__Opdrachten__.
- A) Hoe laat vertrekt de buurman volgens de tekst over vitale beroepen elke ochtend naar zijn werk?
- B) Herhaal woordelijk het stuk uit de tekst over vitale beroepen dat begint bij "Het is druk, vertelde" en eindigt bij "vergemakkelijkt het werk.".
- C) Geef het vervolg op de tekst over vitale beroepen, aansluitend op de laatste zin.

__Brontekst__.
────────

De omgekeerde wereld
Mijn buurman is pakketjesbezorger bij PostNL. Elke ochtend vertrekt hij iets voor zessen naar zijn werk. En dat is afgelopen week niets anders geweest, coronavirus of niet.
Het is druk, vertelde hij mij. Heel veel mensen gebruiken de tijd die zij thuis zitten om iets te bestellen en te laten bezorgen. Gelukkig is het rustig op de weg en zijn de meeste mensen thuis. Dat vergemakkelijkt het werk.
Zorgen maakt hij zich niet, maar ergens klopt er iets niet. Terwijl het hele land stil ligt, neemt de druk op deze beroepsgroep alleen maar toe.
Toen ik de lijst van vitale beroepen bekeek, vielen me daar meer van dit soort beroepen op: de vakkenvullers en kassières in de supermarkt, de vuilophalers, de vrachtwagenchauffeurs en de mensen die het openbaar vervoer draaiend houden.
Ergens klopt er iets niet. Terwijl het hele land stil ligt, neemt de druk op deze beroepsgroep alleen maar toe
Stuk voor stuk zijn het beroepsgroepen van wie we het werk in het dagelijks leven vanzelfsprekend vinden. Werk dat in onze samenleving vaak geen hoge status heeft en ook minder dan modaal betaald wordt. Mensen die vaak in flexibele arbeidscontracten zitten, zonder veel zekerheid.

────────

__De gegevens__.
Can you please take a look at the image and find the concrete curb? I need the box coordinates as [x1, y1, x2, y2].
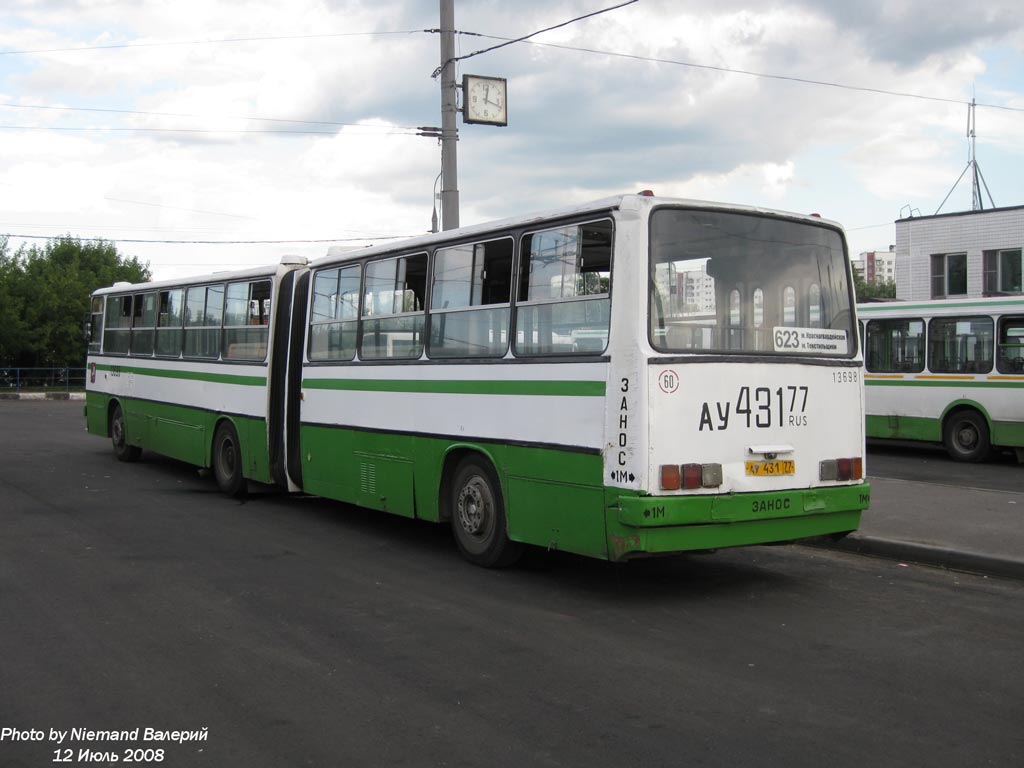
[0, 392, 85, 400]
[811, 534, 1024, 581]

────────

__Antwoorden__.
- A) Iets voor zessen.

- B)
Het is druk, vertelde hij mij. Heel veel mensen gebruiken de tijd die zij thuis zitten om iets te bestellen en te laten bezorgen. Gelukkig is het rustig op de weg en zijn de meeste mensen thuis. Dat vergemakkelijkt het werk.

- C)
Je hoeft de film Sorry we missed you van Ken Loach maar te zien om te voelen wat dat in de praktijk betekent. Dat juist zij nu ons land overeind moeten houden, heeft iets wrangs.
Terecht werd er deze week geklapt voor de mensen die hard in de zorg aan het werk zijn. Terecht ziet iedereen nu, ouders met kinderen voorop, nog meer dan anders hoe hard werken het in het onderwijs is.
Ik hoop van harte dat de samenleving werk in de zorg en het onderwijs na de crisis meer gaat waarderen en belonen. Maar misschien hoop ik nog wel meer dat die andere onzichtbare motoren van onze economie en samenleving wat meer gezien en gewaardeerd worden.
Terecht ziet iedereen nu, ouders met kinderen voorop, nog meer dan ander hoe hard werken het in het onderwijs is
En eigenlijk ook dat ze meer zekerheid en inkomen krijgen. Want hun inzet nu maakt duidelijk dat dat meer dan verdiend zou zijn.